▶ Exercise prompt
Which lines in the data contain the word "tree"? Please copy each of them.

(Collected data)
--

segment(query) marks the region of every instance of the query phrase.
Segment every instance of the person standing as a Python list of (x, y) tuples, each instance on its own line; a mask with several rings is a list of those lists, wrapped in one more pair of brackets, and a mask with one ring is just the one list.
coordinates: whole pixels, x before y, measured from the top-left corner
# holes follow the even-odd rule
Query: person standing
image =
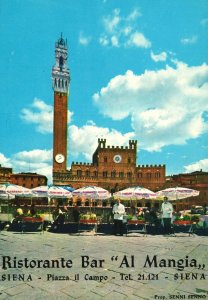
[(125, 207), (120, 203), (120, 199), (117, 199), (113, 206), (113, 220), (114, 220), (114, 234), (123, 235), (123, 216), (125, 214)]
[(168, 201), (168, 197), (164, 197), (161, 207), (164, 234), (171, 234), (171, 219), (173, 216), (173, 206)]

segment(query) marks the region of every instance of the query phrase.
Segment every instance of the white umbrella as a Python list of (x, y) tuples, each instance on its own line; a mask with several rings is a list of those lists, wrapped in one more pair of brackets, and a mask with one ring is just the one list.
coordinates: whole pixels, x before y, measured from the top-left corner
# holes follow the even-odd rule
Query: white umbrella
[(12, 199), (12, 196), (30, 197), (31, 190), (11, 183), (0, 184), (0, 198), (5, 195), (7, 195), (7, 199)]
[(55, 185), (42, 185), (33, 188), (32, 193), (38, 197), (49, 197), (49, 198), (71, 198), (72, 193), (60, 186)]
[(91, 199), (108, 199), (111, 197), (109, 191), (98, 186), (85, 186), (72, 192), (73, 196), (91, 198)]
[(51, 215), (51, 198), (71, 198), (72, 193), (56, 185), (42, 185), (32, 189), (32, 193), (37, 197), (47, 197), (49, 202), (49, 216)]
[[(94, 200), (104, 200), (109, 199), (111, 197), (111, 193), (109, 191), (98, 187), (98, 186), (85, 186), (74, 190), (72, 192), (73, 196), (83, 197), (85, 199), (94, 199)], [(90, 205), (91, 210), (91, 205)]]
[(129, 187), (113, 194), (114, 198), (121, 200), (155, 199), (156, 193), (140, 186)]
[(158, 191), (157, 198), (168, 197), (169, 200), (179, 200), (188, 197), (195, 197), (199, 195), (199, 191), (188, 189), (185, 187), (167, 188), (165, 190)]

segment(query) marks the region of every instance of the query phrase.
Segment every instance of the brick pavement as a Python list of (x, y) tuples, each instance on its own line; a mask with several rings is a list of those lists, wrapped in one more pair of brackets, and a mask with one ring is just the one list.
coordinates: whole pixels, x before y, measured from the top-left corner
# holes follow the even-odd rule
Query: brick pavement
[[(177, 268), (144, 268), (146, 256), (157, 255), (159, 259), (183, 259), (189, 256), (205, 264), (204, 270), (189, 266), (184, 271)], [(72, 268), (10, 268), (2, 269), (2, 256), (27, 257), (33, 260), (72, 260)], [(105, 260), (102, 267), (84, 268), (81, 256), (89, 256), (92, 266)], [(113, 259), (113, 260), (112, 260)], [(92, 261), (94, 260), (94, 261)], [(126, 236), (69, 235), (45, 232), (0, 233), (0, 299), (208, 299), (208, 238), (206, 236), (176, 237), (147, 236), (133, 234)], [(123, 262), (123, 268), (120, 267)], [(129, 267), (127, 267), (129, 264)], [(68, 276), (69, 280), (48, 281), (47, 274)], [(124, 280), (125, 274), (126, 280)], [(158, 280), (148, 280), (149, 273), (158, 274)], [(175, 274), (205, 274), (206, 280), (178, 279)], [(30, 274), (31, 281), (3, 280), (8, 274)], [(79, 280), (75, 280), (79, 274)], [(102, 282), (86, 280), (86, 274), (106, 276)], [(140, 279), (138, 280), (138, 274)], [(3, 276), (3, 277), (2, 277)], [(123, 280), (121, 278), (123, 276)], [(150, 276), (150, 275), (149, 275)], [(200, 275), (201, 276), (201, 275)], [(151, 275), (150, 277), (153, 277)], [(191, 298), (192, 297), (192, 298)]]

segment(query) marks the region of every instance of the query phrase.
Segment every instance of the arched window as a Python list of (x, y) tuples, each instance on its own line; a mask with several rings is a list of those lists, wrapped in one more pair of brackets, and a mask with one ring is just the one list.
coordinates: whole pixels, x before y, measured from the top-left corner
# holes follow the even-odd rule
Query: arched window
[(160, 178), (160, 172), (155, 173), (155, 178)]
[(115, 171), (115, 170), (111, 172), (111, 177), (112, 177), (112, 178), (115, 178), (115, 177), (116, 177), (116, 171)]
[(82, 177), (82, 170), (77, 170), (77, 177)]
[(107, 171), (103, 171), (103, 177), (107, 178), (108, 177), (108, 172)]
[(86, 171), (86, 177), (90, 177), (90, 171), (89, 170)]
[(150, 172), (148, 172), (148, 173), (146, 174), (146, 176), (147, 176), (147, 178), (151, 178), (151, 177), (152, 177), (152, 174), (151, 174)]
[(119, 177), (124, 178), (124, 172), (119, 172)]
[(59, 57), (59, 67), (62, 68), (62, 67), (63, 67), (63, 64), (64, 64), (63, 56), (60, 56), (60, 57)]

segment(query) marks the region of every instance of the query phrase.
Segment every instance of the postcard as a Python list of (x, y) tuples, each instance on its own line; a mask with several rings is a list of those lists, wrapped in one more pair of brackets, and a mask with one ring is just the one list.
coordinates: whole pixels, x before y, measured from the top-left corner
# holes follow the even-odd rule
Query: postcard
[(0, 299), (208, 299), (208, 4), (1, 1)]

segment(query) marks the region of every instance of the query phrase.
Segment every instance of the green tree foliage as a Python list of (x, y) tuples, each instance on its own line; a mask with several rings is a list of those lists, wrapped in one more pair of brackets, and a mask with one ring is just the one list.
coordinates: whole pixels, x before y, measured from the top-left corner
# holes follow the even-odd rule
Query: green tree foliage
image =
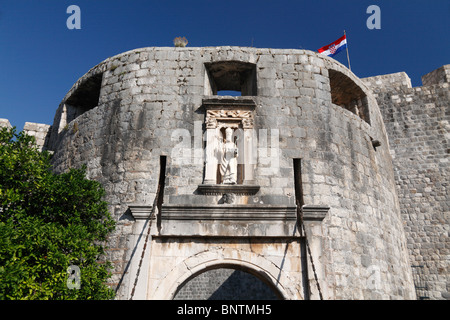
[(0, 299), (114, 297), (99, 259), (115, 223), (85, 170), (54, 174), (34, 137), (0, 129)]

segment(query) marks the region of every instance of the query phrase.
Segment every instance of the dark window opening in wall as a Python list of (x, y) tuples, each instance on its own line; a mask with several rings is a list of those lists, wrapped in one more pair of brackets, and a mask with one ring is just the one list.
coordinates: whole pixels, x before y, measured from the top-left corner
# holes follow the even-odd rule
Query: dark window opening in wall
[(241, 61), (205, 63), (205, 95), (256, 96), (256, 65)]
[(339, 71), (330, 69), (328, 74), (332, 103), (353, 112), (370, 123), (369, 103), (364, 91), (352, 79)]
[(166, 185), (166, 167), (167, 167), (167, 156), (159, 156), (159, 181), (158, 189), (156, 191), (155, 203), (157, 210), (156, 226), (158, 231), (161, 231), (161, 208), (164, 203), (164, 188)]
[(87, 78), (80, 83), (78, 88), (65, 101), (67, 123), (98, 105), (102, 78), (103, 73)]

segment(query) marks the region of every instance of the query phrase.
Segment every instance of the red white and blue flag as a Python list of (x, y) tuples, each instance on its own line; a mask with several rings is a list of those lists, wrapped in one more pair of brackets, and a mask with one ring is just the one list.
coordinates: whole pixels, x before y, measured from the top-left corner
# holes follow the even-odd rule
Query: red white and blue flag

--

▶ Solution for this problem
Segment every instance of the green tree foliage as a Python list of (x, y) tuples, each instance on its own line; a mask with several rings is a list of those lists, wrapped in one more pair of brackets, and a mask with one ring is just the one list.
Query: green tree foliage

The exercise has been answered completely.